=== SUPPLIED DATA ===

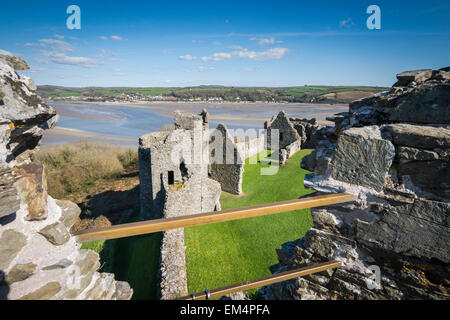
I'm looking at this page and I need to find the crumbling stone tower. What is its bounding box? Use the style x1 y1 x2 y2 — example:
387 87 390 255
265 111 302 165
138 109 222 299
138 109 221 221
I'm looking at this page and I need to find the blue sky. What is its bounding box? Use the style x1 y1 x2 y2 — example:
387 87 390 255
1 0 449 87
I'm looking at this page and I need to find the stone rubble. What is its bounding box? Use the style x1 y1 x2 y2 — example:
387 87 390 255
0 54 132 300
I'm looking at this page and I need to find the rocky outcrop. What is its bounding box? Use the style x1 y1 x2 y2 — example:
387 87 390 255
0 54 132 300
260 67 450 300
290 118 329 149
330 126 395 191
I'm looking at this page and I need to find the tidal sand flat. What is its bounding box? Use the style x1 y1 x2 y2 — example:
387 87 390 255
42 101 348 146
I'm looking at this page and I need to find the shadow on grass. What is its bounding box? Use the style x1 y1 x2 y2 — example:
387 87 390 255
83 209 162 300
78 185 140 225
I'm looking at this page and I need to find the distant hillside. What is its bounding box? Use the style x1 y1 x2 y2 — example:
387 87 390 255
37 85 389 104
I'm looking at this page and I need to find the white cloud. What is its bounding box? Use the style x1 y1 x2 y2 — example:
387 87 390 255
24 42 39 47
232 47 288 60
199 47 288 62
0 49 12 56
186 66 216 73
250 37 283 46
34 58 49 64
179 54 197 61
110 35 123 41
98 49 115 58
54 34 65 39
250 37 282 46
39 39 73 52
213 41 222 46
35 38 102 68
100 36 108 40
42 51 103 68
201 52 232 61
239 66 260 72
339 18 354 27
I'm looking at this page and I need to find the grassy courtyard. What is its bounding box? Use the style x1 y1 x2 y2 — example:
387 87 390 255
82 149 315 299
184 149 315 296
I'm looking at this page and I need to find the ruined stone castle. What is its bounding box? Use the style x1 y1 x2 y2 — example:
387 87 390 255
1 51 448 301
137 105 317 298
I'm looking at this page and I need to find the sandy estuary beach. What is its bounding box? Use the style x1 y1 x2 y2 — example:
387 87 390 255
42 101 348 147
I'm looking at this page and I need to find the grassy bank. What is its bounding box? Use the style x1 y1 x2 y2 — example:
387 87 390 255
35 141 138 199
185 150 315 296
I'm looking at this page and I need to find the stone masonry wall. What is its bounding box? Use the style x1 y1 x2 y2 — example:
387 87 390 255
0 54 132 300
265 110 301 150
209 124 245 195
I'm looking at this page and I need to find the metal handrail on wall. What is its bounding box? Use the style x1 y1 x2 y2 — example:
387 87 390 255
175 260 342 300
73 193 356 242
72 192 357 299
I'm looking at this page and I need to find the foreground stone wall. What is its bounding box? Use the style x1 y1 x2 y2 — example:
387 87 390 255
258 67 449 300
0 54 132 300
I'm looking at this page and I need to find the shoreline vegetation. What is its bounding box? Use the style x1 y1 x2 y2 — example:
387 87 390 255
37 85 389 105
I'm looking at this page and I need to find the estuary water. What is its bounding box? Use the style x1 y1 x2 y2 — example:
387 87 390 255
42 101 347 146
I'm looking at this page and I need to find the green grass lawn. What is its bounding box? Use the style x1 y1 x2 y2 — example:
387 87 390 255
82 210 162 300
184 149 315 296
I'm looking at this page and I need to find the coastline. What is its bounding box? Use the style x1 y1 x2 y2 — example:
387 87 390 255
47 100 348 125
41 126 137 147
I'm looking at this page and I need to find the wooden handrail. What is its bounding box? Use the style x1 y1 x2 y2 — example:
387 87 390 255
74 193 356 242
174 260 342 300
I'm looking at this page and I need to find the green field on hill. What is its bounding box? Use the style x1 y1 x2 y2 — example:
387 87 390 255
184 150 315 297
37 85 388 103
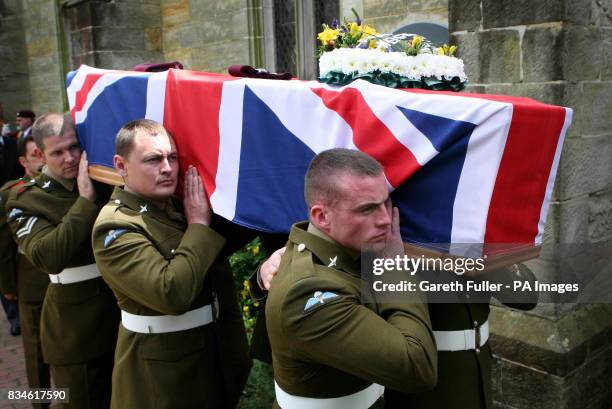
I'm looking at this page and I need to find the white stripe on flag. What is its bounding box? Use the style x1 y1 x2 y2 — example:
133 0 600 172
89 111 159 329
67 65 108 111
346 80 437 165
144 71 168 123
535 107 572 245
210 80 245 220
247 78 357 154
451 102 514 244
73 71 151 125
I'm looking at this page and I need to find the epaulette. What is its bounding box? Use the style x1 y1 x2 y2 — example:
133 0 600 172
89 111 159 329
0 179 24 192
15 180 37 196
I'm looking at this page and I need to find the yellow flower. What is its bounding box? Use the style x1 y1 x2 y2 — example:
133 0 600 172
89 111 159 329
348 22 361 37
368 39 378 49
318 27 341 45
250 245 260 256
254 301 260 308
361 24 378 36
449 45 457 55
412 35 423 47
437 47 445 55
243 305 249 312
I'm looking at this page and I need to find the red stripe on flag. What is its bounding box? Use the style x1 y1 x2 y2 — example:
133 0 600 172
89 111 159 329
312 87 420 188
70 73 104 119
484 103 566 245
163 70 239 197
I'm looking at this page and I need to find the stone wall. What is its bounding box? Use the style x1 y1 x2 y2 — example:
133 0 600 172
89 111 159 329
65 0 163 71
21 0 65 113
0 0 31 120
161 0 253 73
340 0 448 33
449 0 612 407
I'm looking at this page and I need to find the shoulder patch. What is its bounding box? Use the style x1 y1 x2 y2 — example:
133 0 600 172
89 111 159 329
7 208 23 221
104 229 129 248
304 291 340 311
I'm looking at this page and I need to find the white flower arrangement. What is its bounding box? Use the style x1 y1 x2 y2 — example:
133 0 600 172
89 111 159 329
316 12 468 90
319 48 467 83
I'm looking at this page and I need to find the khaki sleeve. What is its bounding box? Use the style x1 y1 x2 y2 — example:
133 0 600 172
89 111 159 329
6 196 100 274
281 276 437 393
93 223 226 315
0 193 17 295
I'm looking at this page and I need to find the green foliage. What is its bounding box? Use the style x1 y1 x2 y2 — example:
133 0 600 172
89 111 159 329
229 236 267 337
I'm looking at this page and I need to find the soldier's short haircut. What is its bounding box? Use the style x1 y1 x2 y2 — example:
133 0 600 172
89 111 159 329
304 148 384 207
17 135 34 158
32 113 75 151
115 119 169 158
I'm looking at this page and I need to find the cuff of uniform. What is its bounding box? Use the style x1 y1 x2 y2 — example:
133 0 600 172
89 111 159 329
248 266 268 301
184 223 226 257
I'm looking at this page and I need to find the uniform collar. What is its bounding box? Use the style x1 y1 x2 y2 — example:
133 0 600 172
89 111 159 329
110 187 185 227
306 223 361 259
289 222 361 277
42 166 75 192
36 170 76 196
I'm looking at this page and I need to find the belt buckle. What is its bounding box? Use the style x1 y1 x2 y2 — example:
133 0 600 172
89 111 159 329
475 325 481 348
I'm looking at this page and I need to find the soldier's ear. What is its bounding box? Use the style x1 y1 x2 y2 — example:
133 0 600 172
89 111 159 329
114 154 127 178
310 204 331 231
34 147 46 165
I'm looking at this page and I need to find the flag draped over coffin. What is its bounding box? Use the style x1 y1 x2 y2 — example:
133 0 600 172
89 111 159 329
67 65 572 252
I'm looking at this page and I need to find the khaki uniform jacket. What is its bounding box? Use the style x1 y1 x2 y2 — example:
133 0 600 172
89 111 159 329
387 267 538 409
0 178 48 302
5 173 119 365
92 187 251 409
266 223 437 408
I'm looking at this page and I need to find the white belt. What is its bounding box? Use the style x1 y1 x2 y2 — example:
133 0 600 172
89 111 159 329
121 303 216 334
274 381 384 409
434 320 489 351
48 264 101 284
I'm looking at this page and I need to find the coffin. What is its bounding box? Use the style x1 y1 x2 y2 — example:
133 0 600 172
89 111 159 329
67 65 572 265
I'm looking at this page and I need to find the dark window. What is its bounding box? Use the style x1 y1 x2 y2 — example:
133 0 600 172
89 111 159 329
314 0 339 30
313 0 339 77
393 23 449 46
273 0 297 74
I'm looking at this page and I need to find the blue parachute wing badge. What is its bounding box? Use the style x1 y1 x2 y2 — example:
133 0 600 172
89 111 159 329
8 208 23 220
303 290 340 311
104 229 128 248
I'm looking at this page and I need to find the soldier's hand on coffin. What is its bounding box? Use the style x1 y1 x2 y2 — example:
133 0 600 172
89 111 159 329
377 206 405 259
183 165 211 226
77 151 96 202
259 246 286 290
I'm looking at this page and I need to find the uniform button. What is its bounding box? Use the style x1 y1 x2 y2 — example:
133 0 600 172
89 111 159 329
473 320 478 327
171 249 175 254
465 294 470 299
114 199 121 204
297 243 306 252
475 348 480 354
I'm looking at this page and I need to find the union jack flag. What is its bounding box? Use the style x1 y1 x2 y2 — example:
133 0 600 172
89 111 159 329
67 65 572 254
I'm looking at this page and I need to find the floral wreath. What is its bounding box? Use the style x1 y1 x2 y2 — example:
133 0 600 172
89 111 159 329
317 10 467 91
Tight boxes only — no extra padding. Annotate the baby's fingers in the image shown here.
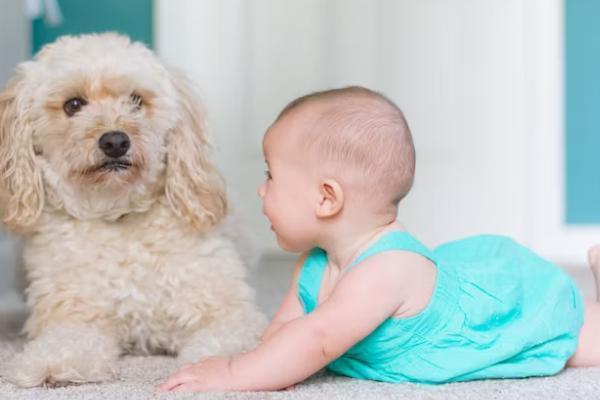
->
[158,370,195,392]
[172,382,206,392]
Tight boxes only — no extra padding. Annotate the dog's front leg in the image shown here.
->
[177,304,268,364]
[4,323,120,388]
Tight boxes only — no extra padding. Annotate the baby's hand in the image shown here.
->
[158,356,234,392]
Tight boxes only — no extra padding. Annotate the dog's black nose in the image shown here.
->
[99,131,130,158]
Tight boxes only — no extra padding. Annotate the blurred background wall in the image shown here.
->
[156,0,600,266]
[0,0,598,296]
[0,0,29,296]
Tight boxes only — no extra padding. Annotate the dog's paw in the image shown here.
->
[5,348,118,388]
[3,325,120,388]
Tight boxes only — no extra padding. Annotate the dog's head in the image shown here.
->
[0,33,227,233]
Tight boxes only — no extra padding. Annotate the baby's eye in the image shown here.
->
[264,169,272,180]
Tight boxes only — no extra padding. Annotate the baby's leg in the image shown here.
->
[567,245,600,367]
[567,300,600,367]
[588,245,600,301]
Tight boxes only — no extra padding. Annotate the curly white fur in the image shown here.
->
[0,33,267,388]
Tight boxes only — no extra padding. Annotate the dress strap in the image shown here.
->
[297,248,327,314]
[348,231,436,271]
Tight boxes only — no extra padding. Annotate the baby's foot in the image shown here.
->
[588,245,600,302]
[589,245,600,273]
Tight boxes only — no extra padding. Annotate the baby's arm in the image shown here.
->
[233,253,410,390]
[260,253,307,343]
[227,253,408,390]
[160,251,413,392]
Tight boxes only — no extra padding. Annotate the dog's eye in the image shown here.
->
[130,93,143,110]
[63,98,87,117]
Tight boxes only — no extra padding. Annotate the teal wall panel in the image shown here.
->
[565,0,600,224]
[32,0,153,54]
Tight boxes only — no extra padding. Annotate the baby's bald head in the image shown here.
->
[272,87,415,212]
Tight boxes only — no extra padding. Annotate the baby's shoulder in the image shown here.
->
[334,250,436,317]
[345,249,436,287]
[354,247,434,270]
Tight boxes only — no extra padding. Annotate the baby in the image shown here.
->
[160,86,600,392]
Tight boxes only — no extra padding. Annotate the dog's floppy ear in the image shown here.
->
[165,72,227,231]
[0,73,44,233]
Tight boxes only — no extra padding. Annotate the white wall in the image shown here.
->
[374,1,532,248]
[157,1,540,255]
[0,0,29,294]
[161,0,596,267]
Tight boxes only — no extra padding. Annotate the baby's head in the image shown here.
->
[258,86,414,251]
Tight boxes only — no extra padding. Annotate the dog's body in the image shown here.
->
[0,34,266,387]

===

* DESCRIPTION OF THE TASK
Look over the data and work out how many lines include the word "coffin"; reply with the number only.

* FINAL ANSWER
3